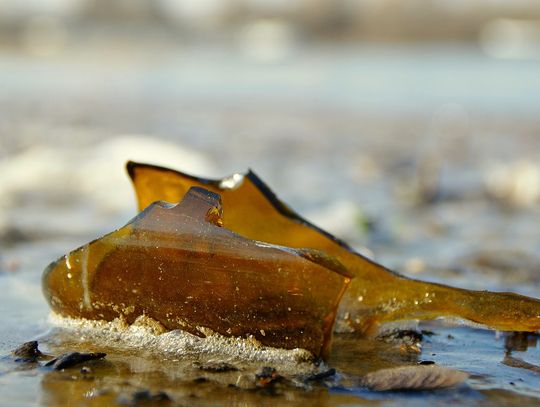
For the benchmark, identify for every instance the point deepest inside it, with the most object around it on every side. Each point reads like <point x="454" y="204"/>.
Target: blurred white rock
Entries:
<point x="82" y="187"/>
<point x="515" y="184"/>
- - -
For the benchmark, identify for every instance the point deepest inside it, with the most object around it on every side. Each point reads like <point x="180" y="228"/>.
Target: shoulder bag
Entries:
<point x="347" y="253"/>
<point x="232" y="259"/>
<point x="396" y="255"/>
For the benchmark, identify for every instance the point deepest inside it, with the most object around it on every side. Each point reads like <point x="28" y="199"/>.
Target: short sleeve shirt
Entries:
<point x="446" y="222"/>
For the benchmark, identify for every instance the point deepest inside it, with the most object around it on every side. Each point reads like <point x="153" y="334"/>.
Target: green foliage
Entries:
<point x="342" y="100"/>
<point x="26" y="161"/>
- - -
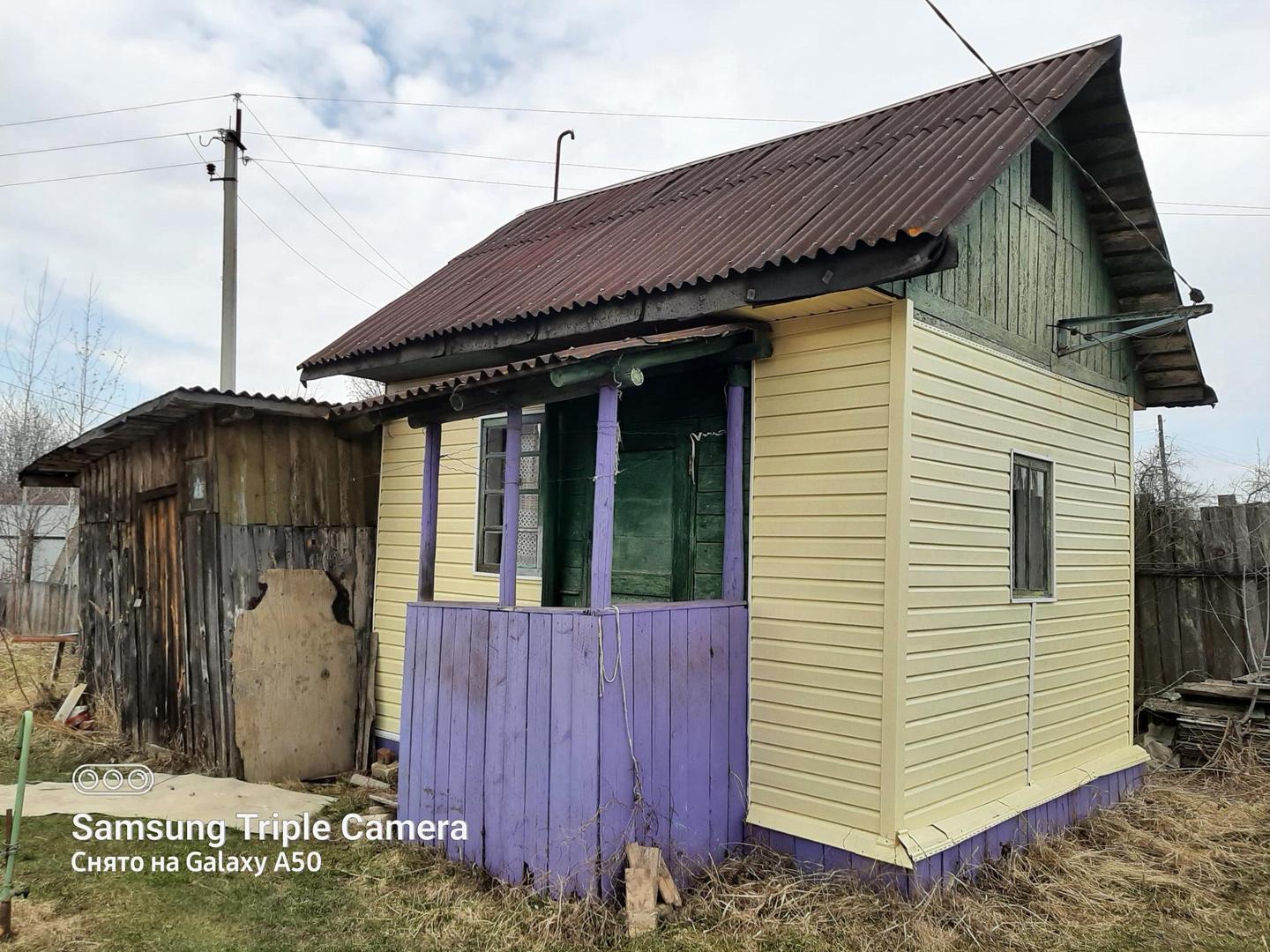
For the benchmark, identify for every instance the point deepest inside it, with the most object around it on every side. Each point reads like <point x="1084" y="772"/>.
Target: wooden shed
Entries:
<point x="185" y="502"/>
- - -
Go through the records above and copy out every line that contains the word "identify".

(Result of this exercise):
For the benchmark, identify for every instance the point deepest inside it, with the most object around it on every side. Each point reads like <point x="454" y="204"/>.
For the benchmark, identify for every instance the point deepest inside it, with the most object around it on every side. Each point reads like <point x="180" y="228"/>.
For the benchmark, identify for every instance the point deepest inside it, with the most object around it on every side. Each point reads like <point x="28" y="199"/>.
For the benchmark, identify for every instance the point deepest inside it, with the most object around it on every side. Each point reads like <point x="153" y="334"/>.
For the benchmark, identify for every instance the point deepest inside it, with the most object around it on every side. Each point reads like <point x="1084" y="772"/>.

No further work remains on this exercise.